Entries on locating named things:
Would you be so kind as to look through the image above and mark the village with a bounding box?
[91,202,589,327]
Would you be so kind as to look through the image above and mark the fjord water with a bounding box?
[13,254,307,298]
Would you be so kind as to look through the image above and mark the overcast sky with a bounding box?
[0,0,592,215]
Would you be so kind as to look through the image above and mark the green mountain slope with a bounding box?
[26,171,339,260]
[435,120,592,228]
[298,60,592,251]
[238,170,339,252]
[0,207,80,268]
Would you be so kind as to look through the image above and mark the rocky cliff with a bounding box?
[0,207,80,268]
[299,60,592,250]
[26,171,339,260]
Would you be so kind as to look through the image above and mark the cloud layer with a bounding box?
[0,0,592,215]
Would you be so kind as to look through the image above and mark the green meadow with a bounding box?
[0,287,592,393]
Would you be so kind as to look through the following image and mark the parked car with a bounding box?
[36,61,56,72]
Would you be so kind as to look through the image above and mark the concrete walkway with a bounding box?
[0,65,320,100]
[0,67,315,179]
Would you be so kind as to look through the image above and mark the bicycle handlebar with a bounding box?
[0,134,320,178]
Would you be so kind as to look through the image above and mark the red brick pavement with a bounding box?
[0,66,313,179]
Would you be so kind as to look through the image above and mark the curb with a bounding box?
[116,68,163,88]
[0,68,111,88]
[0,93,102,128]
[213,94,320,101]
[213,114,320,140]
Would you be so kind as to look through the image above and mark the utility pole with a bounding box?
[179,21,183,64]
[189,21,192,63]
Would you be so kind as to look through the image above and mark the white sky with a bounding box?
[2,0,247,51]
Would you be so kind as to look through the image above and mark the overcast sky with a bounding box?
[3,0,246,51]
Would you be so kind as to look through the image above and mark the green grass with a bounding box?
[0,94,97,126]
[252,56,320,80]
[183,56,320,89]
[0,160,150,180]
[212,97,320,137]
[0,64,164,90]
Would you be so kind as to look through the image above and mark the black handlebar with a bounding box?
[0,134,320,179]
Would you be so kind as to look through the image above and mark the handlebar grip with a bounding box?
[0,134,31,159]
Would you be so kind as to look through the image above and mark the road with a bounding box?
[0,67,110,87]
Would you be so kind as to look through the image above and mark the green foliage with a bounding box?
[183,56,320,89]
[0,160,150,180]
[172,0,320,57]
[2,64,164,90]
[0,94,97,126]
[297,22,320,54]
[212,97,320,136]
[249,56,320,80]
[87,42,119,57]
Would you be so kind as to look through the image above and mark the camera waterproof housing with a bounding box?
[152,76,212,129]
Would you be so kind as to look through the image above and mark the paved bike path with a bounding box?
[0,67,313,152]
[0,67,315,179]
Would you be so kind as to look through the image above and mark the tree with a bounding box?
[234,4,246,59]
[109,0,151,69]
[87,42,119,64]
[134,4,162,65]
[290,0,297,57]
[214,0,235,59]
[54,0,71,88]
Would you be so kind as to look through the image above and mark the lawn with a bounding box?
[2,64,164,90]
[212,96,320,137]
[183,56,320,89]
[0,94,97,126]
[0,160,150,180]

Exercise task: Your task is to quote the listing above word for word.

Exercise solution:
Would you be so kind as to look through the image above and mark the village with a bounding box?
[91,202,589,327]
Would you be so kind as to look through the image above and mark the fjord water with a bounding box?
[13,254,307,298]
Would you be so kind as to look through the image above and mark the overcast sky with a bounding box?
[0,0,592,215]
Would you be so kind as to look through the image above and mark the green mountain slope with a bounding box?
[26,171,339,260]
[435,120,592,228]
[298,60,592,251]
[238,170,339,252]
[0,207,80,268]
Would you be so kind as to look through the image above and mark the rocky cliff with a bounding box?
[0,207,80,268]
[299,60,592,250]
[26,171,339,260]
Would you be so kind as to look through the image above and mark the cloud layer with a bounding box?
[0,0,592,215]
Would you be so kind as to look through the image above and mark the green meadow with a bounding box?
[0,287,592,393]
Would you be so kind as to look through the following image and mark the parked car with a bounding box?
[36,61,56,72]
Would you be so kind as to look through the image above and mark the concrete walkway with a bounding box?
[0,65,320,100]
[0,67,315,179]
Would you be so kind as to look through the image above and mark the bicycle handlebar with a bounding box?
[0,134,320,178]
Would you be so kind as to look through the image above and mark the red brick pavement with a bounding box?
[0,66,313,179]
Would you be so kind as to look through the image above and mark the curb with a bounding box?
[116,68,163,88]
[0,68,111,88]
[0,93,102,128]
[213,94,320,101]
[213,114,320,140]
Would you be so kind as to look through the image above and mark the utility pole with a bounding box?
[179,21,183,64]
[189,21,192,63]
Would you be so kind as to look through the image above and mark the white sky with a bounding box?
[2,0,247,51]
Would you be so kind as to look through the image above and mark the overcast sky with a bounding box?
[3,0,246,51]
Would you be so kind as to look through the image above and mark the green grass with a bounding box?
[0,94,97,126]
[252,56,320,80]
[183,56,320,89]
[0,160,150,180]
[212,97,320,137]
[0,64,164,90]
Would you be so kind as to look through the image above and mark the black handlebar with a bounding box?
[0,134,320,179]
Would you be so kind as to look through the image above and mark the handlebar grip with a bounding box?
[0,134,31,159]
Would you be so kind as to look through the image above and mark the road with a bounding box?
[0,67,110,87]
Would you be so kind as to look through the image above and mark the green foliage with a bounding box?
[183,56,320,89]
[0,160,150,180]
[172,0,320,57]
[2,64,164,90]
[0,94,97,126]
[297,22,320,54]
[212,97,320,136]
[249,56,320,80]
[87,42,119,57]
Would you be so kind as to look through the image above and mark the camera waterproof housing with a bounding box?
[152,76,212,129]
Would you be so kind as to look through the image above and mark the paved bike path with a bounding box?
[0,67,313,152]
[0,67,315,179]
Would you be so kind as to look through the image above and mark the tree with a bounding box?
[234,4,246,59]
[109,0,151,69]
[87,42,119,64]
[134,4,162,65]
[290,0,297,57]
[214,0,235,59]
[54,0,71,88]
Would you be so kind as to look through the image above and mark the lawn with a bounding box?
[2,64,164,90]
[212,96,320,137]
[183,56,320,89]
[0,94,97,126]
[0,160,150,180]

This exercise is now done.